Task to carry out: Set down every line of the records below word for word, omitting the pictures.

Supplied material:
'''

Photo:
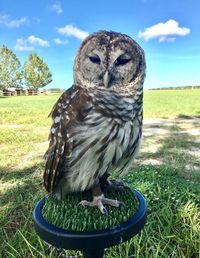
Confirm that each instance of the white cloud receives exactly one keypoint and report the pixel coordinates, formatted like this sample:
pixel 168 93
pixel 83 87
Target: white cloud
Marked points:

'''

The response:
Photo:
Confirm that each instance of the white cloud receives exactly one keypoint and report the pixel coordinates, formatted like this sample:
pixel 168 93
pixel 83 87
Target: white cloud
Marked points:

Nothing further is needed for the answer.